**WORK INSTRUCTIONS**
a – Please translate this sentence from the Peace and Rhythm article below into Spanish: "Peace and Rhythm is the second album led by jazz drummer Idris Muhammad, recorded for the Prestige label in 1971."
b – According to the Peace and Rhythm article below, who produced the album?

Studio album by Idris Muhammad
- Released: 1971
- Recorded: September 13 & 20, 1971
- Studio: Van Gelder, Englewood Cliffs, NJ
- Genre: Jazz
- Label: Prestige PR 10036
- Producer: Bob Porter

Idris Muhammad chronology
| Black Rhythm Revolution! (1970) | Peace and Rhythm (1971) | Power of Soul (1974) |

= Peace and Rhythm =

Peace and Rhythm is the second album led by jazz drummer Idris Muhammad, recorded for the Prestige label in 1971.

==Reception==

AllMusic stated, "Parts of the second solo album by Prestige Records' house drummer, Idris Muhammad, are an even poppier affair than Black Rhythm Revolution, with a mellow soul-jazz feel replacing the slight Latin tinge of the earlier album... 'The Peace and Rhythm Suite' is a side-long suite consisting of two long, spacy compositions that predate the ambient house scene by nearly two decades yet sound entirely of a piece with that style. Long, droning, sustained chords on a variety of wind and reed instruments float above Muhammad's percussion, which ebbs and flows in a free, almost arrhythmic way through most of the piece. Fans of The Orb or Brian Eno will find it an old hat, but for early-'70s jazz, this was downright revolutionary".

**DATA LINES**
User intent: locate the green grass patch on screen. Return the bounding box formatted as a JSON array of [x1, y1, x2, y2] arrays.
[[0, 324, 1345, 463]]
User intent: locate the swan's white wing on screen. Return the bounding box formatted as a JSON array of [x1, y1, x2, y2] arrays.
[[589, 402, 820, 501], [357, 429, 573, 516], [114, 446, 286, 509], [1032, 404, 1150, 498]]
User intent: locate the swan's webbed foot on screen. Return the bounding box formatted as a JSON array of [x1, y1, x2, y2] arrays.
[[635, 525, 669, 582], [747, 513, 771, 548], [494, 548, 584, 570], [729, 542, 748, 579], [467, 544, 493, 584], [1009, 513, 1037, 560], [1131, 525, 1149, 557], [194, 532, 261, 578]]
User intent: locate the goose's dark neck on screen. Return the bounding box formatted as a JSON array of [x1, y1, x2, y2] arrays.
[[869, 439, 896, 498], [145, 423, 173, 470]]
---
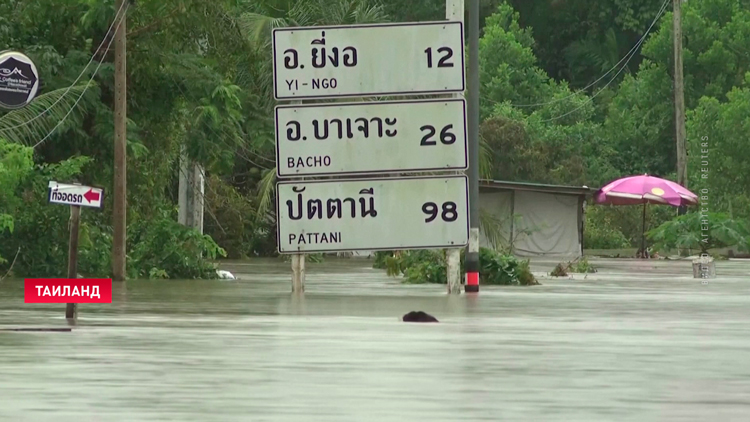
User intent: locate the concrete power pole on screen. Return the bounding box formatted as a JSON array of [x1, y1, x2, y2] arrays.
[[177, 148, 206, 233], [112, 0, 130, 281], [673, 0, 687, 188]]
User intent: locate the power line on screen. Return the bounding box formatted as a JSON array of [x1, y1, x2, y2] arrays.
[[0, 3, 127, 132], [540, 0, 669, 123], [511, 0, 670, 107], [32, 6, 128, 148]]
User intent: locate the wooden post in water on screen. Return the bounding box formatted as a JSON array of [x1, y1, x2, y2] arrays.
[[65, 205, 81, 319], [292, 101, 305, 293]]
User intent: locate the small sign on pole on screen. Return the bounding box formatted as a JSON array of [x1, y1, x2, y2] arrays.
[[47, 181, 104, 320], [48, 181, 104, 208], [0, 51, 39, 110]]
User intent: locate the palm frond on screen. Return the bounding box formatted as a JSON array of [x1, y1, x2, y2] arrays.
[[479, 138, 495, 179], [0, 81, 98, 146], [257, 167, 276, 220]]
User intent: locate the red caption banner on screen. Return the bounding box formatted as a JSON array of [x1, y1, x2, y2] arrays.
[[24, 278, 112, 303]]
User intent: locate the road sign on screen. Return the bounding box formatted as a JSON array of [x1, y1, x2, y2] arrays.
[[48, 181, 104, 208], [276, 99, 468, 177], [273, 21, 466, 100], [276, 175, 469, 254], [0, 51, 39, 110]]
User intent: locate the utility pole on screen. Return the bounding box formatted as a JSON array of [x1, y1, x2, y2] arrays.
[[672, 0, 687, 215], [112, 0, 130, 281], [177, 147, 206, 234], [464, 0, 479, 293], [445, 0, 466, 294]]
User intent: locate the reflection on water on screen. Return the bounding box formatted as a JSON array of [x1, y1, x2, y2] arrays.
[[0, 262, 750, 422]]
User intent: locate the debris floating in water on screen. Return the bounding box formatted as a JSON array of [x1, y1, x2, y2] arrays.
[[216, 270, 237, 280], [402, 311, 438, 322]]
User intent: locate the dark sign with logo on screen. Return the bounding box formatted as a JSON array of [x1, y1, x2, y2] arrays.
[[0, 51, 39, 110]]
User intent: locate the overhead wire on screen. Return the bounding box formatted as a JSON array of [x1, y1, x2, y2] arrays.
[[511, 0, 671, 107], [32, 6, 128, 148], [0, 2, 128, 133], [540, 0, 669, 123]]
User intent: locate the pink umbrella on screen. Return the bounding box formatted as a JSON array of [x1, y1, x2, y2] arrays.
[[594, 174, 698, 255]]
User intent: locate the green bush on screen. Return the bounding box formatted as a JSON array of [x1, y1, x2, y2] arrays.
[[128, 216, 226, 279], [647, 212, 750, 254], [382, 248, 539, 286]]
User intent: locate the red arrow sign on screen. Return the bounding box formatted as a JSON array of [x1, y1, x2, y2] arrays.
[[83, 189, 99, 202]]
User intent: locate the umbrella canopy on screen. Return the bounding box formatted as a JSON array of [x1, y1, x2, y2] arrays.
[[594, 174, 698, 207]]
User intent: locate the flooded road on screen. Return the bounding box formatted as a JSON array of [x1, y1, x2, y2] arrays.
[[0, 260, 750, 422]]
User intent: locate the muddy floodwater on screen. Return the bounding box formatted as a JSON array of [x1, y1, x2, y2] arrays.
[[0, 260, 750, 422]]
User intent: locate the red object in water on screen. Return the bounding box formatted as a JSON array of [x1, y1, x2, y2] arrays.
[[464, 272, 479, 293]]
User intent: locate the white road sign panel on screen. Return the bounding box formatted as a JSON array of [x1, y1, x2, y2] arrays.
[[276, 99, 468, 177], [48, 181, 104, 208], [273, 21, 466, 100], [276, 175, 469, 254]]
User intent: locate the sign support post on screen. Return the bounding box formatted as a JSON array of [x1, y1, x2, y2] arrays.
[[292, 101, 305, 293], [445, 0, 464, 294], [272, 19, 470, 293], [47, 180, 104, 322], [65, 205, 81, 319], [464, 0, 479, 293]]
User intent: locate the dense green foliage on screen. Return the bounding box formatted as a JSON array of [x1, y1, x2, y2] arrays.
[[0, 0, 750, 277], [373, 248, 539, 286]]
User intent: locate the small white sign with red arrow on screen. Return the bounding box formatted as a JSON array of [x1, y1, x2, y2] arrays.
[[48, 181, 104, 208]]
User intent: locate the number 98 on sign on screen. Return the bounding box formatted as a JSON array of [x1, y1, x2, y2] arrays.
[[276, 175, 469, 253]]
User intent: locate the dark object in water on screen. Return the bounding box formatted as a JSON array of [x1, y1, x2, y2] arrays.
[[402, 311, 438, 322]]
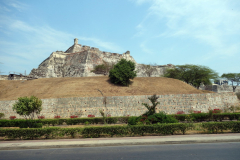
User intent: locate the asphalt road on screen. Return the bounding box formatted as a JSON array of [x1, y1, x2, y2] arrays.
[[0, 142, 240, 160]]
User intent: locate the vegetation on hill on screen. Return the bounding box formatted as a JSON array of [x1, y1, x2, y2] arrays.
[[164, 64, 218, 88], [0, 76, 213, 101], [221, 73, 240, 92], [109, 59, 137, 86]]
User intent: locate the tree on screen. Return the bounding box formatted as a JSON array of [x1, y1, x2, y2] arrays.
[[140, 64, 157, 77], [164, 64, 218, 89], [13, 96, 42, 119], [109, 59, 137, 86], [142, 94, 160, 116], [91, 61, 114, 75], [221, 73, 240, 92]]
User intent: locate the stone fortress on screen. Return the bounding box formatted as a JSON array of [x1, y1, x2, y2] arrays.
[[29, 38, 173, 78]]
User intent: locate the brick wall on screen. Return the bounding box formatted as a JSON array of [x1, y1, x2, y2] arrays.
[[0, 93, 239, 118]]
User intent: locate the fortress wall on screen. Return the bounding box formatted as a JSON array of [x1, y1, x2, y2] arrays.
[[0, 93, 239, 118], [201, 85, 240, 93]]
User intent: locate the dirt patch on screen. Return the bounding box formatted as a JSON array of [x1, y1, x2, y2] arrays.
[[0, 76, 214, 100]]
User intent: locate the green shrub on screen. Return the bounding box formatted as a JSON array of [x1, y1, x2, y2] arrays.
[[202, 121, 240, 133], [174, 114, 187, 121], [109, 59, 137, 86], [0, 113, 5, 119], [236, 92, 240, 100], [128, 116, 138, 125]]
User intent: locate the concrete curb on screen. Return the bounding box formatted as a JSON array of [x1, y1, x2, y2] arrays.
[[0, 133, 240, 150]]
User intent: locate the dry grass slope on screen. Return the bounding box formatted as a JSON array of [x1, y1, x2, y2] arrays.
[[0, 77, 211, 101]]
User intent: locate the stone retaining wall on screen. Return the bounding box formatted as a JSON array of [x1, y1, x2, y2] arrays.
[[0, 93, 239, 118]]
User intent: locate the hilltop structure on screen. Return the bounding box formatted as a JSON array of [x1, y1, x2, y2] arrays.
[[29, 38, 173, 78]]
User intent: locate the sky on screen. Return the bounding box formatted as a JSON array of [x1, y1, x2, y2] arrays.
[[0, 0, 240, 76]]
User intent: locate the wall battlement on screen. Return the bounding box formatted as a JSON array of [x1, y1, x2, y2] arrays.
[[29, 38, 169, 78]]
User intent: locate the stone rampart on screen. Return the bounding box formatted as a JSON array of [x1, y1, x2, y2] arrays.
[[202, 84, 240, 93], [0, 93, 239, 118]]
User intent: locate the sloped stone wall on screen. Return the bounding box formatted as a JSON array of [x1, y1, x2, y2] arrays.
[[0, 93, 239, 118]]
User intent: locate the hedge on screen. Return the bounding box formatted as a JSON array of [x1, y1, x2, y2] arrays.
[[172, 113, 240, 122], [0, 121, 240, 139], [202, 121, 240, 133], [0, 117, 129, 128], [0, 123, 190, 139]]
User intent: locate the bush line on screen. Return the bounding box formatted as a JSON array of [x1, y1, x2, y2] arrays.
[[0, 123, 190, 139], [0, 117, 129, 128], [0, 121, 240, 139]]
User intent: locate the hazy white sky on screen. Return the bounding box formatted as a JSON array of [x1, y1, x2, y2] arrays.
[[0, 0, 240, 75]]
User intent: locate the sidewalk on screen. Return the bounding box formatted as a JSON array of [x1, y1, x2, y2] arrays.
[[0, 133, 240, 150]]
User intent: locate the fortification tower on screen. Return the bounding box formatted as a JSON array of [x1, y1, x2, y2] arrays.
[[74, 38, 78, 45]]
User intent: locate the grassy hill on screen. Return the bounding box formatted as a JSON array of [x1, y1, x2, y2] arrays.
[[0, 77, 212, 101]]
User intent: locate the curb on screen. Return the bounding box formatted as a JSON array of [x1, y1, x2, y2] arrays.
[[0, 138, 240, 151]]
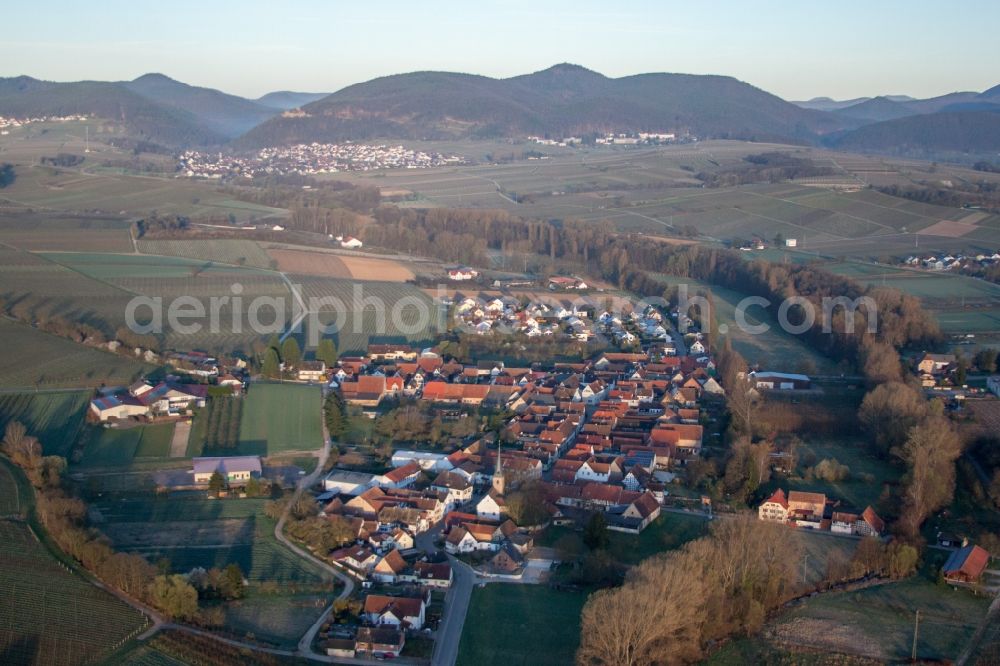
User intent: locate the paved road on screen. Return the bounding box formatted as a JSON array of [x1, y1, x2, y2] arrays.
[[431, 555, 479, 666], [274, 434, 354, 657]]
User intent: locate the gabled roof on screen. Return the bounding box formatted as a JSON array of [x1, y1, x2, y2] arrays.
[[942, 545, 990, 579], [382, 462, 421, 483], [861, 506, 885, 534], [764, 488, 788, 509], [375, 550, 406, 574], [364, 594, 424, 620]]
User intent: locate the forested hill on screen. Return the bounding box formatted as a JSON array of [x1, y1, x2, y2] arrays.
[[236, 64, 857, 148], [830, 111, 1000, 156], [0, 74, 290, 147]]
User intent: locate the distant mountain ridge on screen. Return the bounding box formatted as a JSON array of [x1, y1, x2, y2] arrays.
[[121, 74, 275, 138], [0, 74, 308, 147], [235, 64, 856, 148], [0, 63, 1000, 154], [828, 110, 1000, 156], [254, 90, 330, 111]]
--
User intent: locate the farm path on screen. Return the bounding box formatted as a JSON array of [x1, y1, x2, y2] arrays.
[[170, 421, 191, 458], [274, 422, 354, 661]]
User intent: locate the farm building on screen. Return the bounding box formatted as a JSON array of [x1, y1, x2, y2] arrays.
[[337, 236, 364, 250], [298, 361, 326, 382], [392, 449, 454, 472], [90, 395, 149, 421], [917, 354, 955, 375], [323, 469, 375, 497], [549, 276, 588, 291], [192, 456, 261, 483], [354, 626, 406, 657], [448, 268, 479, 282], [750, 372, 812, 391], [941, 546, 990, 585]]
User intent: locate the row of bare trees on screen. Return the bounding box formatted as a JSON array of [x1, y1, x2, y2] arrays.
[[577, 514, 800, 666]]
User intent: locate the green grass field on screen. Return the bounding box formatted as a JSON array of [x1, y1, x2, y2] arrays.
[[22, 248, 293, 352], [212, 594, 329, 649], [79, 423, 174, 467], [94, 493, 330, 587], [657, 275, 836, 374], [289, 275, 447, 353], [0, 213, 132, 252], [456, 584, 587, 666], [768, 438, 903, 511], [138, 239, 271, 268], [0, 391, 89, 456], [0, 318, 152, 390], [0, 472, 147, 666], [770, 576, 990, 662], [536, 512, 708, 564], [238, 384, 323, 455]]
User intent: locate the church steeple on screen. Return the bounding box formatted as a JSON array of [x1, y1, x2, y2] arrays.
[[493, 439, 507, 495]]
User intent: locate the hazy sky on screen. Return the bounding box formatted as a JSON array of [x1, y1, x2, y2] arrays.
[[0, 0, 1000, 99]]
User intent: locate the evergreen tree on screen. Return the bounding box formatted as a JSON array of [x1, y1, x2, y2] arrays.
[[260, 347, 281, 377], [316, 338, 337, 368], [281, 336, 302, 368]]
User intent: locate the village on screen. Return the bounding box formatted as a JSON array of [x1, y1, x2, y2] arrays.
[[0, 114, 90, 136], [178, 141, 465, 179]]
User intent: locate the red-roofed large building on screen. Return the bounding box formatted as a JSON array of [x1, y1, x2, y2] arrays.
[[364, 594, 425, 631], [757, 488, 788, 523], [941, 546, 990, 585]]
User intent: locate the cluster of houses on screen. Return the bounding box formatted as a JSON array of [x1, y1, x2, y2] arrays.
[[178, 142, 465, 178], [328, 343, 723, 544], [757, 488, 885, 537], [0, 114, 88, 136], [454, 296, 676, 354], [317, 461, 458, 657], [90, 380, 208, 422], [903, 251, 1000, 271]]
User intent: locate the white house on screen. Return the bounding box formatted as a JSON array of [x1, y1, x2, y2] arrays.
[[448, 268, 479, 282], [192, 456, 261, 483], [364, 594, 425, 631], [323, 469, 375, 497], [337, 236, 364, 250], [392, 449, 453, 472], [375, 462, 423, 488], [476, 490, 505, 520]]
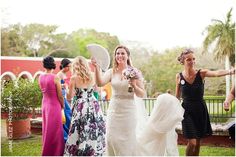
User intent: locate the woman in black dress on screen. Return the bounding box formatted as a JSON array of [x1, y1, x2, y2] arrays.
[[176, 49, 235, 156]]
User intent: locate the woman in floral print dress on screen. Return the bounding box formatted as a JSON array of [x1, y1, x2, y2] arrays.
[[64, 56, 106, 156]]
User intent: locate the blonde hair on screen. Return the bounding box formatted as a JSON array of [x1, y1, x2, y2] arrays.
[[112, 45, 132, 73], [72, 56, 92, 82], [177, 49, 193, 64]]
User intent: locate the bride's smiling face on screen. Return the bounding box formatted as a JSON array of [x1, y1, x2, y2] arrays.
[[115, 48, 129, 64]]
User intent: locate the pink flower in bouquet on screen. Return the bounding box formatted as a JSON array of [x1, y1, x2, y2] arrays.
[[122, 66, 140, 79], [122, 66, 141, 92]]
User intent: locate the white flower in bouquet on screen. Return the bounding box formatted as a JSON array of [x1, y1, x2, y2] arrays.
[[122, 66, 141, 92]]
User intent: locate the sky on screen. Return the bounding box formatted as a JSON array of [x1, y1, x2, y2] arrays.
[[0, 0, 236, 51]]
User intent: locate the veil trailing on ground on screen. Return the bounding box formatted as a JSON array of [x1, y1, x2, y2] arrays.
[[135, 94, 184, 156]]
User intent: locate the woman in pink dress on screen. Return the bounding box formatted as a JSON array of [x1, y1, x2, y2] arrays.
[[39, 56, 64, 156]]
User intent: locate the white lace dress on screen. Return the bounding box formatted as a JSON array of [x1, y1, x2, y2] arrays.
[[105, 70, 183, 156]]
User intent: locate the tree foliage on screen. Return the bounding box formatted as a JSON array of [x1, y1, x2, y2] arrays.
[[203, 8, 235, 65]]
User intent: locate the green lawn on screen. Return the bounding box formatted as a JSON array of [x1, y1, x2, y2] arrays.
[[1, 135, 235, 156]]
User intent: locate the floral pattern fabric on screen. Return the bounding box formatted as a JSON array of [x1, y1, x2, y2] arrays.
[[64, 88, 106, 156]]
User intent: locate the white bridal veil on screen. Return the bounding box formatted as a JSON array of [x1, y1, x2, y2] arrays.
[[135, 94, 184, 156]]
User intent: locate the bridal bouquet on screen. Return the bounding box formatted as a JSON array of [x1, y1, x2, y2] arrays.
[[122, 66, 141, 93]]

**ANSWERS BELOW**
a – Peace and Rhythm es el segundo álbum liderado por el baterista de jazz Idris Muhammad, grabado para el sello Prestige en 1971.

b – Bob Porter